=== Explore the material ===
a: According to the shipping article, how many deepsea services had the world's carriers blanked as of early Wednesday morning in Europe?
b: Retype the part of the shipping article starting with "HMM is in the" and going on through "global liner rankings.".
c: Translate this sentence from the shipping article into Spanish: "The scale and the speed of the service cutbacks by global liners is unprecedented."

Korean flagship expands fleet despite worldwide supply chain problems
Today marks the first day for HMM in THE Alliance. The Korean flagship joins Hapag-Lloyd, Ocean Network Express (ONE) and Yang Ming in the grouping that operates combined services on the main east-west trades.
Having skirted with bankruptcy four years ago, HMM was shunned from becoming a full member of any of the new three main alliances for a period of time, instead hooking up with Maersk and MSC in a vessel sharing agreement that came to a close yesterday.
Expanded fleet
Jae Hoon Bae, president and CEO of HMM, commented yesterday: “HMM will continue to expand its business coverage and develop more capabilities to successfully serve our valued customers.”
HMM is in the midst of taking a series of giant 23,000 teu newbuilds that will see it surpass new alliance partner Yang Ming into seventh spot in the global liner rankings.
THE Alliance is monitoring volumes and has slashed services dramatically in recent days, taking out more than a fifth of its services from Asia to Europe this month with more cutbacks expected to be announced soon.
“Extreme supply chain problems”
The scale and the speed of the service cutbacks by global liners is unprecedented.
The status as of early Wednesday morning in Europe is that 102 deepsea services have been blanked by the world’s carriers on multiple trades. This is up from 45 just two days ago and up from two blank sailings due to the pandemic just 10 days ago.
“The speed with which demand has declined creates supply chain problems we have not experienced before,” Lars Jensen from SeaIntelligence Consulting wrote on LinkedIn today.

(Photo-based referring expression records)
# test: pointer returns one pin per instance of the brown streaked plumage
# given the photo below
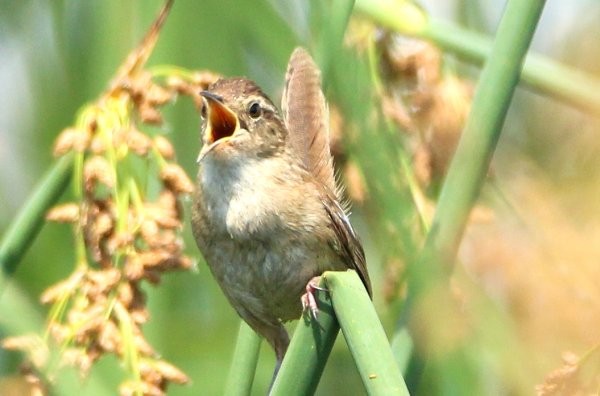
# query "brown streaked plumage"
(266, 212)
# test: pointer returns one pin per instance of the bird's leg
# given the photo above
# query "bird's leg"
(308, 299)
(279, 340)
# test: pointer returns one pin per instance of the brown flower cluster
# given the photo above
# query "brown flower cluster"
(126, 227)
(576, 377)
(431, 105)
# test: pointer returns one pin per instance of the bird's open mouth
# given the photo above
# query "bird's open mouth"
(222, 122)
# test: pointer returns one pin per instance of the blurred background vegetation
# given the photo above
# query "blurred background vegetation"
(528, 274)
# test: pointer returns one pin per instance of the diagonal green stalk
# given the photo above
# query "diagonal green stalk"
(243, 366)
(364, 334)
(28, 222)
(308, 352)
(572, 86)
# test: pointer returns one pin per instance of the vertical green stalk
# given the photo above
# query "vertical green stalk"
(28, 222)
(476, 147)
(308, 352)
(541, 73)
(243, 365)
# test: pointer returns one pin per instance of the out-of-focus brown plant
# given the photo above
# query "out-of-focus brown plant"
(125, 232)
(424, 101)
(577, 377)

=== Answers to the exercises ===
a: 102 deepsea services.

b:
HMM is in the midst of taking a series of giant 23,000 teu newbuilds that will see it surpass new alliance partner Yang Ming into seventh spot in the global liner rankings.

c: La magnitud y la velocidad de los recortes de servicios por parte de las navieras mundiales no tienen precedentes.